Source records
========================================================================

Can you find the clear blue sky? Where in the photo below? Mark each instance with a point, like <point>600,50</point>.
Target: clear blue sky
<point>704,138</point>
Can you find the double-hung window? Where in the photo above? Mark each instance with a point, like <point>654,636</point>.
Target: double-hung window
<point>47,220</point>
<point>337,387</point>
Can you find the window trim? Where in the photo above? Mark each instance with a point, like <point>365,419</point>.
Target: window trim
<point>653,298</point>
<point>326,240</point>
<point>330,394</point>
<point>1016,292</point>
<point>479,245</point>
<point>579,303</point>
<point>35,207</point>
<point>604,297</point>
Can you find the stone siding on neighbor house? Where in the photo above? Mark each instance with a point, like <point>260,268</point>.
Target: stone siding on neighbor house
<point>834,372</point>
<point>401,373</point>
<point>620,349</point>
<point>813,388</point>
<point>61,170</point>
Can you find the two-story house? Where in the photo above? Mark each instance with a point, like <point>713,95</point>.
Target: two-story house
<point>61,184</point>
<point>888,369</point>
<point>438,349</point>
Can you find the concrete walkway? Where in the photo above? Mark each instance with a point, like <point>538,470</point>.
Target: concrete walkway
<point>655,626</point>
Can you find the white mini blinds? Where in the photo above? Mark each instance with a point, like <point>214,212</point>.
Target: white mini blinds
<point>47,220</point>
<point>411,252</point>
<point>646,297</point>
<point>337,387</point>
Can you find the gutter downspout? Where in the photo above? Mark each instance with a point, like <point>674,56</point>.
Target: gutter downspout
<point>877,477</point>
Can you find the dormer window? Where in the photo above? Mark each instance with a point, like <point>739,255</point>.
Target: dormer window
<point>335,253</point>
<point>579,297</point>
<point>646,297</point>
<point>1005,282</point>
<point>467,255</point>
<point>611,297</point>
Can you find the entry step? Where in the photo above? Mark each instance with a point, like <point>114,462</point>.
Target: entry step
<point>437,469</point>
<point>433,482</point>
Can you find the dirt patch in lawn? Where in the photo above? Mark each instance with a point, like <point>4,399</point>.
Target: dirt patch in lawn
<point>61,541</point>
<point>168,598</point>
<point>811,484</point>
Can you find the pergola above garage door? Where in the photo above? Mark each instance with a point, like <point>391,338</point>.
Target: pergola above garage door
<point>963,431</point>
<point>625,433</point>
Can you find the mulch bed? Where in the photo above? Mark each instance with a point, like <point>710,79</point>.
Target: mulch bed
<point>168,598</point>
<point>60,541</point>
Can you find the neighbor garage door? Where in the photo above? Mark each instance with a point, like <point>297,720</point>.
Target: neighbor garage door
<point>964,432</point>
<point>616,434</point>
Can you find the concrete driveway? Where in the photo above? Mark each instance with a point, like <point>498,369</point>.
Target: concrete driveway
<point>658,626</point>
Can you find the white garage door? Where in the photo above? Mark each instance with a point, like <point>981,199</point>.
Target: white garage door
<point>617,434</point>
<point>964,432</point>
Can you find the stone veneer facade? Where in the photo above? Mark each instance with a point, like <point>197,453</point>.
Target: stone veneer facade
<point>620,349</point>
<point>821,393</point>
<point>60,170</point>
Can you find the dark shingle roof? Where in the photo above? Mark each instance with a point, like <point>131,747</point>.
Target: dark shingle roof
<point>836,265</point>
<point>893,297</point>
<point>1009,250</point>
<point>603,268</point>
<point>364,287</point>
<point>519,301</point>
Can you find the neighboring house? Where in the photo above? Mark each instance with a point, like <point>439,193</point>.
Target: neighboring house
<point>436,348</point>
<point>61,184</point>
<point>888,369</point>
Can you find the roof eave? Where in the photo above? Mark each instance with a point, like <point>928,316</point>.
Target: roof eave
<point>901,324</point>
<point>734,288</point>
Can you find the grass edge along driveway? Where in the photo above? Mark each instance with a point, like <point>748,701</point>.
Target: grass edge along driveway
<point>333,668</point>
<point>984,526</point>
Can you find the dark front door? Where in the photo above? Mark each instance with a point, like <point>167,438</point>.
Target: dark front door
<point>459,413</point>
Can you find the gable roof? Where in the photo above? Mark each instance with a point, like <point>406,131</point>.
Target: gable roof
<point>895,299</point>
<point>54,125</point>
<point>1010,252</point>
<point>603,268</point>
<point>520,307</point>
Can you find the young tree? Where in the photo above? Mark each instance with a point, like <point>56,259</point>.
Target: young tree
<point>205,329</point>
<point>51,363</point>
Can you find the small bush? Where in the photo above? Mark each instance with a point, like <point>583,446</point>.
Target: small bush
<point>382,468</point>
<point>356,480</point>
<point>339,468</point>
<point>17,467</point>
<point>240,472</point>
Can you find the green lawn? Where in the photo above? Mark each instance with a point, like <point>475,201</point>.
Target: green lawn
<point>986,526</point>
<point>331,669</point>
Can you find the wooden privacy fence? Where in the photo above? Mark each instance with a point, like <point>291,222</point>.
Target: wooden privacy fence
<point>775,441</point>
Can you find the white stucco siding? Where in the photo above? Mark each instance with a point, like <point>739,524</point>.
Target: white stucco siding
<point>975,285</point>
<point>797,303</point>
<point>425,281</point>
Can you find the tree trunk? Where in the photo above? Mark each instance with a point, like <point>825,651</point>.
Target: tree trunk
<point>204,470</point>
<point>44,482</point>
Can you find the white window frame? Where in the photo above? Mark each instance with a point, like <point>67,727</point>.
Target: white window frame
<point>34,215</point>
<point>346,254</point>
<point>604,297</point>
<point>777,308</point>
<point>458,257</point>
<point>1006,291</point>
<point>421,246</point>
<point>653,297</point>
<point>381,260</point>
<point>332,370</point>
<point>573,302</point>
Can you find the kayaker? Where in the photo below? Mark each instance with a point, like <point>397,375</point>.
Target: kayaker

========================================================================

Your instructions | Rewrite every line from the start of the records through the line containing "<point>877,477</point>", inclusive, leaving each line unchanged except that every coordinate in the answer points is decreased by 132.

Worked answer |
Can you find the clear blue sky? Where in the photo below? Mark each instance with a point, like <point>600,50</point>.
Target: clear blue sky
<point>572,6</point>
Can you find the double-hung window? Where in the photo above? Mark each instance with a point, like <point>654,636</point>.
Target: double-hung window
<point>-85,88</point>
<point>205,255</point>
Can you find the window trim? Where in the photo above? Mark each instance with a point, like <point>365,419</point>.
Target: window trim
<point>521,166</point>
<point>194,108</point>
<point>198,262</point>
<point>884,160</point>
<point>347,113</point>
<point>447,171</point>
<point>-97,75</point>
<point>472,165</point>
Can you find the stone siding on neighbor house? Where in the photo above? Mark each instance with a point, like <point>260,268</point>.
Target: stone siding on neighbor house
<point>702,240</point>
<point>269,241</point>
<point>488,217</point>
<point>681,256</point>
<point>-71,38</point>
Can you find the two-story house? Where in the photo above? Mark each instance with a point, like <point>713,95</point>.
Target: two-story house
<point>-71,52</point>
<point>756,237</point>
<point>306,217</point>
Can you find the concrete walkway? Where in the photo above? Mark each instance with a point, like <point>538,470</point>.
Target: concrete walkway
<point>523,494</point>
Can you find the white mini blinds? Where in the photo above? Mark each instance with a point, like <point>214,212</point>.
Target: white mini blinds
<point>-85,88</point>
<point>279,120</point>
<point>514,165</point>
<point>205,255</point>
Can you find the gutter downspout? Where in the photo above? Mark each instance with a point, like <point>674,56</point>.
Target: gutter downspout
<point>745,345</point>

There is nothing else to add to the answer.